==== DATA FOR THIS TASK

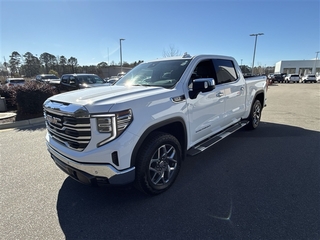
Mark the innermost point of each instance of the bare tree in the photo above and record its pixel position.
(171, 52)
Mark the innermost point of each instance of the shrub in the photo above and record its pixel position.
(8, 94)
(30, 97)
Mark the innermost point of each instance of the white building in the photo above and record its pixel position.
(301, 67)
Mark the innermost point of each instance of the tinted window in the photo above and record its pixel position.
(17, 81)
(225, 71)
(90, 79)
(64, 79)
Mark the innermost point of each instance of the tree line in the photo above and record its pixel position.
(29, 65)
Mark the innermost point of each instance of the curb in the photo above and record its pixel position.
(23, 123)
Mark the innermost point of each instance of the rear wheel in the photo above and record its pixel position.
(255, 115)
(158, 163)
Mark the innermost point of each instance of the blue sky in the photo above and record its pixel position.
(89, 30)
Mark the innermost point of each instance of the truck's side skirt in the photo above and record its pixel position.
(216, 138)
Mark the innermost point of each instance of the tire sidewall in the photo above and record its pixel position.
(152, 144)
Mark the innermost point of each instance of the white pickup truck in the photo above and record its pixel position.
(140, 129)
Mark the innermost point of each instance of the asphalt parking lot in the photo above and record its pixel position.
(261, 184)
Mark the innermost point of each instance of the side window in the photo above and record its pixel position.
(225, 71)
(65, 79)
(204, 69)
(72, 80)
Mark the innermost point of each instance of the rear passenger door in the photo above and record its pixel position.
(234, 90)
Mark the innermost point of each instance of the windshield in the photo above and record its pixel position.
(161, 74)
(50, 77)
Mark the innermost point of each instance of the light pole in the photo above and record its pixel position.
(121, 39)
(315, 63)
(254, 51)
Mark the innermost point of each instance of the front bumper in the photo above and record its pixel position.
(90, 173)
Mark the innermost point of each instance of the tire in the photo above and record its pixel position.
(158, 163)
(255, 115)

========

* _WORK REQUIRED_: From the first line to the last, repeat the records exactly, leaving out the pictures.

* _EXERCISE RESULT_:
Mark the innermost point of each instance of the bare tree in the photo above and record its pixel position.
(171, 52)
Mark the innermost point of each instance of the shrub in the photo above and record its pixel position.
(8, 94)
(30, 97)
Mark the innermost point of each instance of the white building in the photo above and record its pixel position.
(301, 67)
Mark the innermost point of each instance of the tinted window in the photo above and record its pixel position.
(17, 81)
(225, 71)
(90, 79)
(64, 79)
Mark the innermost point of each instance of the tree line in the photo above and record its pixel position.
(29, 65)
Mark the innermost point of each instance of the curb in the photo above and record its pixel position.
(23, 123)
Mark the innermost point of each instance of the rear wheel in the photo above and record its pixel position.
(255, 115)
(158, 163)
Mark the innermost point of each instance of the blue sky in the photo above and record its pixel position.
(89, 30)
Mark the innermost point of each instance of the truck's side skirt in the photo above and record its pixel position.
(216, 138)
Mark the innermost point of each instance of the tire sidewall in the photo above and record its pixel position.
(152, 144)
Mark the innermost point of each instance of the white pickup truck in the photo above and record its pixel position.
(140, 129)
Mark the innermost point of each instance of the asphalt parking lot in the photo above and record its pixel position.
(261, 184)
Mark the innermost point of each instance of the side window in the photo above and record its pixel position.
(225, 71)
(65, 79)
(204, 69)
(72, 80)
Mark the innermost point of each instance of the rear passenger door in the photo above and record its pixel position.
(234, 90)
Mark the innermost point of each instance of the windshield in the photo above and record its pixel position.
(161, 74)
(50, 77)
Mark the innermost point of each instance of the light pole in the photo above and record its pixel position.
(121, 39)
(315, 63)
(254, 51)
Mark the innermost point of each instance of the front bumper in the photo above and record its pixel position.
(90, 173)
Mark the innermost point of each instance of the tire in the photo above and record its pixel position.
(158, 163)
(255, 115)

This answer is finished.